[Dataset entries]
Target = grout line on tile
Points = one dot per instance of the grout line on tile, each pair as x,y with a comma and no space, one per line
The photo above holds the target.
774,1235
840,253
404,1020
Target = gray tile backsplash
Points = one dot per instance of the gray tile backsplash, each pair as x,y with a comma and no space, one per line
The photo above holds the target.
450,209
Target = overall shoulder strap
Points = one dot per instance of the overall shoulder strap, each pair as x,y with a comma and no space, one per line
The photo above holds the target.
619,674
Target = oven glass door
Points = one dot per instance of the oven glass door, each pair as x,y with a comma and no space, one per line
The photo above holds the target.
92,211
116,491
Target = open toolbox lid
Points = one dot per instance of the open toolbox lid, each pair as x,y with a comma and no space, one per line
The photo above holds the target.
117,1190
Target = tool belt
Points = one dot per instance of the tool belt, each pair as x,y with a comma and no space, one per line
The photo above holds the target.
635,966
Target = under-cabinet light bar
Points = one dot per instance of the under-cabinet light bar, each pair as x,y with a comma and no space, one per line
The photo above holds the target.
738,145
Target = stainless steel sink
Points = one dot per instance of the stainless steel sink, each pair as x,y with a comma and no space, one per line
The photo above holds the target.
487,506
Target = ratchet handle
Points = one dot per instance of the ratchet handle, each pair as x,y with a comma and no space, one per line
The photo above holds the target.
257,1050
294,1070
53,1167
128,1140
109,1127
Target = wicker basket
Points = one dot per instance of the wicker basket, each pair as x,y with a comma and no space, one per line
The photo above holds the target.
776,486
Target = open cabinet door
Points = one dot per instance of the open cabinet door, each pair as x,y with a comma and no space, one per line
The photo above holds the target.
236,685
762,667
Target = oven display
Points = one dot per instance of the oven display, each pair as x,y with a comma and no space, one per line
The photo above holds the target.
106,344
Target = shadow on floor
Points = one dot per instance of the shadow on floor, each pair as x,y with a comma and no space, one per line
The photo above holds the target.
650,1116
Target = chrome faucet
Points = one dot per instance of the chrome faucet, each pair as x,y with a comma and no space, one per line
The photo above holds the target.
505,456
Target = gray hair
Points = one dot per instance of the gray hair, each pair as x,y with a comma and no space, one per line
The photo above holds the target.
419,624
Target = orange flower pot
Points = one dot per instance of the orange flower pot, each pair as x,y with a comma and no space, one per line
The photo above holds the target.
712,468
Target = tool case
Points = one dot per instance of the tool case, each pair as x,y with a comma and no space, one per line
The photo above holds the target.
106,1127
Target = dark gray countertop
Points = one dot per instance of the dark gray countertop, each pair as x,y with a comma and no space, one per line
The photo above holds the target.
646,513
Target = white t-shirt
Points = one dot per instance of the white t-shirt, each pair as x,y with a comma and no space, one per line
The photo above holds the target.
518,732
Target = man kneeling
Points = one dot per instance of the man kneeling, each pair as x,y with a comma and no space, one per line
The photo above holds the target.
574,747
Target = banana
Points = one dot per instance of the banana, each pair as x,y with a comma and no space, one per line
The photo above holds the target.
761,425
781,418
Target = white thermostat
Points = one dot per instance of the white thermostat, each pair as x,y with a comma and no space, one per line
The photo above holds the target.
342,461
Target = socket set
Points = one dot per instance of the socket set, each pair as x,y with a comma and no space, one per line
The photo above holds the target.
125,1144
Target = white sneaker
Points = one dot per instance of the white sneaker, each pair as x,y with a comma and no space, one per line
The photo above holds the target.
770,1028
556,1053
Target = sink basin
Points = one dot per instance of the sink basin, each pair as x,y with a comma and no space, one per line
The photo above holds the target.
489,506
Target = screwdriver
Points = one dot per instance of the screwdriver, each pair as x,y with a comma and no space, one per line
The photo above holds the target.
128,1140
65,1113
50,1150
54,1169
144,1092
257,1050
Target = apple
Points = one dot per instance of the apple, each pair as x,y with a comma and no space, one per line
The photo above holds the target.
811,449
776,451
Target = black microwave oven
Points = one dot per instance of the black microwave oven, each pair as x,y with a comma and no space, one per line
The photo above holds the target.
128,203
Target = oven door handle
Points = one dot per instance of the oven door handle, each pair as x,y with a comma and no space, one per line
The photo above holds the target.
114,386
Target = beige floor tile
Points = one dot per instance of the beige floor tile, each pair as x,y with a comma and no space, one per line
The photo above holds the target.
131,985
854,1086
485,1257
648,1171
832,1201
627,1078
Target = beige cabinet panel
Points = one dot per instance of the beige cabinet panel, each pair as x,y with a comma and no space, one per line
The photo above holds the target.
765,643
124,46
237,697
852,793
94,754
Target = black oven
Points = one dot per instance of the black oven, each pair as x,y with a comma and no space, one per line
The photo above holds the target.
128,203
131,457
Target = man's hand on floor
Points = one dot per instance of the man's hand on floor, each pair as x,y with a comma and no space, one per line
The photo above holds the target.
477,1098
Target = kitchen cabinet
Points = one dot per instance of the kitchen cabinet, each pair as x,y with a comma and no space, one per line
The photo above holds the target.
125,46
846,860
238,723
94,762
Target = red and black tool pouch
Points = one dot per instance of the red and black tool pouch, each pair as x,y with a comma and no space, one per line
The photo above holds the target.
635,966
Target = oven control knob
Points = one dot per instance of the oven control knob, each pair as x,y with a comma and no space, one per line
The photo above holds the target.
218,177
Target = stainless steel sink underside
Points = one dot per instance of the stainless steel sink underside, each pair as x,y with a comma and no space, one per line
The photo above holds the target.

### Prompt
From the data above, show each line that contains "beige".

### Solution
Target = beige floor tile
Points = one dot per instance of the beige floor tile, each pair as x,y with a comma and no space, one per line
Target = beige cabinet panel
Points = one dot per instance of the beige cabinet panel, each pair as x,y with a comma and no space, one per line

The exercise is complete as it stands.